**Your goal**: The essay "The Beige Epidemic" is below. List every item its final paragraph says we must stop being afraid of.

The Beige Epidemic
- emilymcgovern21
- May 9
- 2 min read

The Devil Wears Prada 2 was capturing the funeral for a version of style we did not realize slipped away. While the first movie was an iconic coming of age story set against a backdrop of glamour, the second captures a world where the art of the magazine has been swallowed by doomscrolling.
If you walk into any popular clothing store today or scan a crowd, you are met with a haunting lack of color. It is an endless sea of black, white, and beige. Everyone is dressed in the same three shades and shopping at stores that carry the exact same mass-produced silhouettes. This haunting abundance of identicality has been carried off the racks and into our bodies and faces. There is a widespread fear of aging that has led to a surge in botox and plastic surgery. Many are striving for an unattainable physique, fueled by the rise of GLP-1's and diet culture.
This all goes back to the most basic principle of being alive: difference. Art, life, and fashion only become interesting when there is friction. Different bodies, clashing colors, and wild, dissenting opintions are what make life vibrant. That variety is exactly what makes art actually feel like art.
In the sequel, we see a bittersweet evolution of the industries we fell in live with back in the early 2000's. The heart and soul of fashion used to be about the "cerulean" monologue and the history of a stitch. Now, it has been taken over by business metrics and dollar signs. People dismiss fashion as frivolous. They think it is a waste of time to invest throught into what we wear. But fashion is how we translate our internal worlds into physical language. Even when financial barriers exist, the clothes we wear tell a story of who we are, where we come from, and how we view a world constantly trying to flatten our individuality.
The most biting irony captured in the sequel is how the industry has turned into a money circus for businessmen. There is a staggering disconnect. The fashion world, built by and fueled primarily by the labor of women, is increasingly goverened by men who have no interest in fashion. When you place a rigid profit making system around an industry thriving off of creativity, you limit what is daring and different for safe and repeatable.
We must stop being afraid of clashing colors, of wrinkles on our forehead, stretch marks, and of clothing that makes you question if it's a little bit strange. Most importantly, we must stop letting corporate spreadsheets and businessmen dictate what beauty if defined by. Let us bring back fun and weirdness because that's what makes life fun!!!

**Data below**:
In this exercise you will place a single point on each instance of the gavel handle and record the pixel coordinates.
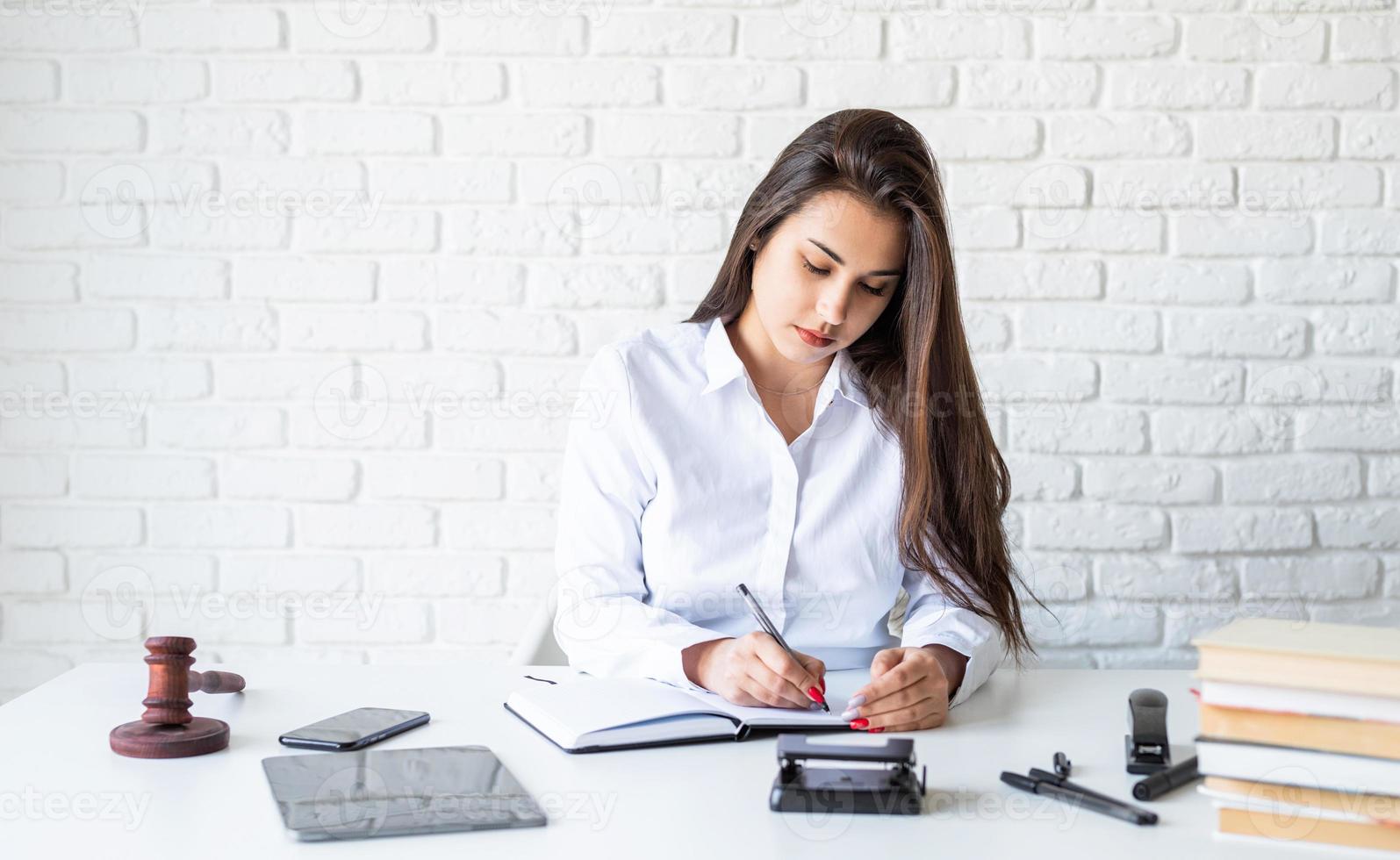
(216, 683)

**Task answer**:
- clashing colors
- wrinkles on our forehead
- stretch marks
- clothing that makes you question if it's a little bit strange